(What the task requires) Retype the material in full, keeping every word the same.

[Object location annotation data]
-.-.-

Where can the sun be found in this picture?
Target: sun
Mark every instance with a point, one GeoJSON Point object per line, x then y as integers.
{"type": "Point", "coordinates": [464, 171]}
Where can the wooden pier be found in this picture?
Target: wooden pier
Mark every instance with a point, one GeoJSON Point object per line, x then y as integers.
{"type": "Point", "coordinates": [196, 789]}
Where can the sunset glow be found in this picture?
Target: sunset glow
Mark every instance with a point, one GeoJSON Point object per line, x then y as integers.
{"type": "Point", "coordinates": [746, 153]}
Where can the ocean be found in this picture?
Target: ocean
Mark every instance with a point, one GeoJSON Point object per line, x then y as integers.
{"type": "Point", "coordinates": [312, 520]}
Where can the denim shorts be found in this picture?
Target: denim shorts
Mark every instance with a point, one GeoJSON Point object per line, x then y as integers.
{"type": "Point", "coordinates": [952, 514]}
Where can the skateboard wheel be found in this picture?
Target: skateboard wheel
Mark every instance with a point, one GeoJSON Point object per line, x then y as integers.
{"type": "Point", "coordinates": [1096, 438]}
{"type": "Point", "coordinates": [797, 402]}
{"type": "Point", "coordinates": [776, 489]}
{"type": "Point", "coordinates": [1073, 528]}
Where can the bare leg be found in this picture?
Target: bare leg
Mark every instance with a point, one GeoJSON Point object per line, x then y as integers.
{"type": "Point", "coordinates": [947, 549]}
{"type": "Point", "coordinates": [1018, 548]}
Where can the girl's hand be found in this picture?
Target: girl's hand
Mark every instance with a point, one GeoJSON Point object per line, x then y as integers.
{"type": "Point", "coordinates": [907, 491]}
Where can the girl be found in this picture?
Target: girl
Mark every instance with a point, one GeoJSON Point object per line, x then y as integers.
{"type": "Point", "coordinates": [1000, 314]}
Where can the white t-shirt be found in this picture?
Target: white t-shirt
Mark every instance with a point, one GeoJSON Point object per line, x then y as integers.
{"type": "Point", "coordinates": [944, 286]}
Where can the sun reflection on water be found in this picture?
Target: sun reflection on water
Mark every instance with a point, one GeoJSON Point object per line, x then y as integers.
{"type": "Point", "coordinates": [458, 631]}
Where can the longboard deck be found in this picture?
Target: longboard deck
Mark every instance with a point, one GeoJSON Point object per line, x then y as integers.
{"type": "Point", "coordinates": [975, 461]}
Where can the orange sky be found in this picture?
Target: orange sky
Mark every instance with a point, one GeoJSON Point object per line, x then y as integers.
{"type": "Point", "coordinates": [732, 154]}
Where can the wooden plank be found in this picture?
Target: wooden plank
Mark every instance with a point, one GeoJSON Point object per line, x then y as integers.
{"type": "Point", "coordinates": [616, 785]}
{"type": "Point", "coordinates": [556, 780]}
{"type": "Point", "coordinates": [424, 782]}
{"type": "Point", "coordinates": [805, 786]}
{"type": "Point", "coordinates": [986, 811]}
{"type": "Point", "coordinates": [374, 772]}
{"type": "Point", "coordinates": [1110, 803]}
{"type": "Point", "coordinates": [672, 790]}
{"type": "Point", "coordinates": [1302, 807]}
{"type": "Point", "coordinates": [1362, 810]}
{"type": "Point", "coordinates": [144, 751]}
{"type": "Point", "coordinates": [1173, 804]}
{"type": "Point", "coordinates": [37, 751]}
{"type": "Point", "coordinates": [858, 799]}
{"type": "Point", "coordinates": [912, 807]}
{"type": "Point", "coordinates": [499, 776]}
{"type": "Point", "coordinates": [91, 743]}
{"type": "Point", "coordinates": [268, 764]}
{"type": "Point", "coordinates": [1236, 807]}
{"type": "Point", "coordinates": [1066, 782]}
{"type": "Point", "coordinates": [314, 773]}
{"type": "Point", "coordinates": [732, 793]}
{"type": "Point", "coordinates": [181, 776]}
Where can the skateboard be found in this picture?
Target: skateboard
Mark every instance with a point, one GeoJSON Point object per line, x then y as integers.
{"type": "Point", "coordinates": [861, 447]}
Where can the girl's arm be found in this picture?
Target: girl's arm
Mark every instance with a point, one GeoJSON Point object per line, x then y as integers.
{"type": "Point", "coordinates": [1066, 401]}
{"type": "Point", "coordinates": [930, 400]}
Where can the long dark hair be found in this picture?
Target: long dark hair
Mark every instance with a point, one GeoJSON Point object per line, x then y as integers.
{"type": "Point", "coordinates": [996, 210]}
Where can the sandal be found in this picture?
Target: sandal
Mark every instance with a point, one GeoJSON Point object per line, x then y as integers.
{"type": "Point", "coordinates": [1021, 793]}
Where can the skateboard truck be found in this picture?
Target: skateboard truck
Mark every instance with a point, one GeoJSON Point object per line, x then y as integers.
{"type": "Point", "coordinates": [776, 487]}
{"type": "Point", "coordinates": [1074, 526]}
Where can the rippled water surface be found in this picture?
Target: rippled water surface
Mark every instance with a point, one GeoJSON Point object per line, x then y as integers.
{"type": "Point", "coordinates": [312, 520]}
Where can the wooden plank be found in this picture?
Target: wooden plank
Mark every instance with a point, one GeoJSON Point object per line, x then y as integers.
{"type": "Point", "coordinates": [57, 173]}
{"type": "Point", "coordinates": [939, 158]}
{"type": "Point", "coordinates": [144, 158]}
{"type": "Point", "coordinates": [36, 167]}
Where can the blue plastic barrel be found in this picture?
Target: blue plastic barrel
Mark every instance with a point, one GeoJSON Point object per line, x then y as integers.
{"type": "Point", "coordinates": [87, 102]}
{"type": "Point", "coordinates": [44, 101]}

-.-.-

(Final result)
Where can the sun be found in this picture?
Target: sun
Mark every instance with a point, one GeoJSON Point object per line, x then y as integers.
{"type": "Point", "coordinates": [464, 171]}
Where can the wooden pier be found in this picture?
Target: wooden pier
Mark every instance with a point, one GeoJSON Point object per line, x then y as integers.
{"type": "Point", "coordinates": [196, 789]}
Where can the sunset glow be found in this picture?
Target: sunset glow
Mark every instance with a point, one GeoJSON Point object per line, x then y as integers.
{"type": "Point", "coordinates": [746, 153]}
Where can the ocean be found in this picture?
Target: ocean
Mark every instance with a point, one GeoJSON Point object per line, x then y as integers.
{"type": "Point", "coordinates": [312, 520]}
Where can the denim shorts be found in this picture?
Target: denim shorts
Mark every instance with a point, one GeoJSON Point object per line, x then y as integers.
{"type": "Point", "coordinates": [952, 514]}
Where can the skateboard wheel be found in this picture?
Target: skateboard wheel
Mark every instance with a point, one GeoJSON Point object per line, x then y as integers.
{"type": "Point", "coordinates": [1096, 438]}
{"type": "Point", "coordinates": [797, 402]}
{"type": "Point", "coordinates": [776, 489]}
{"type": "Point", "coordinates": [1073, 528]}
Where can the bare leg be found in this picture?
Target: bare leg
Mark every instance with a point, one GeoJSON Point object per line, x then y as integers.
{"type": "Point", "coordinates": [947, 549]}
{"type": "Point", "coordinates": [1018, 548]}
Where can the girl's hand be found in this picture?
Target: girl's hand
Mark every instance with a point, one GeoJSON Point object per line, x then y as integers.
{"type": "Point", "coordinates": [907, 491]}
Where can the girl be found in this picture?
Target: girl
Mark every instance with a point, one GeoJSON Point object per line, x then y as integers.
{"type": "Point", "coordinates": [1000, 314]}
Where can the white t-shirt be found in this picture?
Target: white t-shirt
Mark every instance with a point, one GeoJSON Point object per line, x then y as integers.
{"type": "Point", "coordinates": [944, 286]}
Where can the sun reflection on water be found in this picture?
Target: sun reflection on water
Mark every instance with a point, one GeoJSON Point object per line, x then y as integers.
{"type": "Point", "coordinates": [458, 631]}
Where can the longboard deck be found in this picture?
Target: longboard deck
Mark every instance with a point, one GeoJSON Point object per line, x then y as integers.
{"type": "Point", "coordinates": [975, 461]}
Where can the orange sky be found in this picture?
Target: orange sky
Mark every instance with a point, one GeoJSON Point object per line, x then y as integers.
{"type": "Point", "coordinates": [732, 154]}
Where can the wooden plank be found in this picture?
Target: wooden plank
Mark every instance with a point, one GeoJSON Point object per line, x then y as integers.
{"type": "Point", "coordinates": [616, 785]}
{"type": "Point", "coordinates": [556, 780]}
{"type": "Point", "coordinates": [424, 782]}
{"type": "Point", "coordinates": [805, 786]}
{"type": "Point", "coordinates": [986, 811]}
{"type": "Point", "coordinates": [374, 772]}
{"type": "Point", "coordinates": [1110, 803]}
{"type": "Point", "coordinates": [672, 790]}
{"type": "Point", "coordinates": [1302, 807]}
{"type": "Point", "coordinates": [1362, 810]}
{"type": "Point", "coordinates": [144, 751]}
{"type": "Point", "coordinates": [1173, 804]}
{"type": "Point", "coordinates": [37, 751]}
{"type": "Point", "coordinates": [858, 799]}
{"type": "Point", "coordinates": [912, 807]}
{"type": "Point", "coordinates": [499, 776]}
{"type": "Point", "coordinates": [91, 743]}
{"type": "Point", "coordinates": [268, 764]}
{"type": "Point", "coordinates": [1236, 807]}
{"type": "Point", "coordinates": [1066, 782]}
{"type": "Point", "coordinates": [314, 773]}
{"type": "Point", "coordinates": [732, 793]}
{"type": "Point", "coordinates": [181, 776]}
Where can the skateboard be found in this picture?
Target: skateboard
Mark every instance with a point, one GeoJSON Point object per line, x then y as integers.
{"type": "Point", "coordinates": [861, 447]}
Where can the girl's arm be found in this picture?
Target: girl's arm
Mark every instance with a point, one GeoJSON Point object per line, x then y as integers.
{"type": "Point", "coordinates": [1066, 401]}
{"type": "Point", "coordinates": [930, 400]}
Where can the long dark hair be found in this picture?
Target: long dark hair
Mark every instance with a point, one GeoJSON Point object per line, x then y as integers.
{"type": "Point", "coordinates": [996, 210]}
Where can the sandal be found in this picture?
Target: sandal
Mark every instance with a point, one GeoJSON Point object per line, x then y as integers.
{"type": "Point", "coordinates": [1021, 793]}
Where can the skateboard truck be found in this picture?
Target: skateboard truck
Mark every instance with a point, one GeoJSON Point object per line, x then y as integers.
{"type": "Point", "coordinates": [776, 487]}
{"type": "Point", "coordinates": [1074, 526]}
Where can the rippled water surface be found in this picture?
Target: rippled water surface
Mark every instance with a point, one GeoJSON Point object per line, x then y as integers.
{"type": "Point", "coordinates": [312, 520]}
Where can the wooden plank be found in this picture?
Target: wooden plank
Mark every instance with a point, one GeoJSON Point object per line, x then y as integers.
{"type": "Point", "coordinates": [57, 173]}
{"type": "Point", "coordinates": [939, 158]}
{"type": "Point", "coordinates": [144, 158]}
{"type": "Point", "coordinates": [36, 167]}
Where can the blue plastic barrel be found in this picture?
Target: blue plastic barrel
Mark every instance with a point, one GeoJSON Point object per line, x then y as integers.
{"type": "Point", "coordinates": [87, 102]}
{"type": "Point", "coordinates": [44, 101]}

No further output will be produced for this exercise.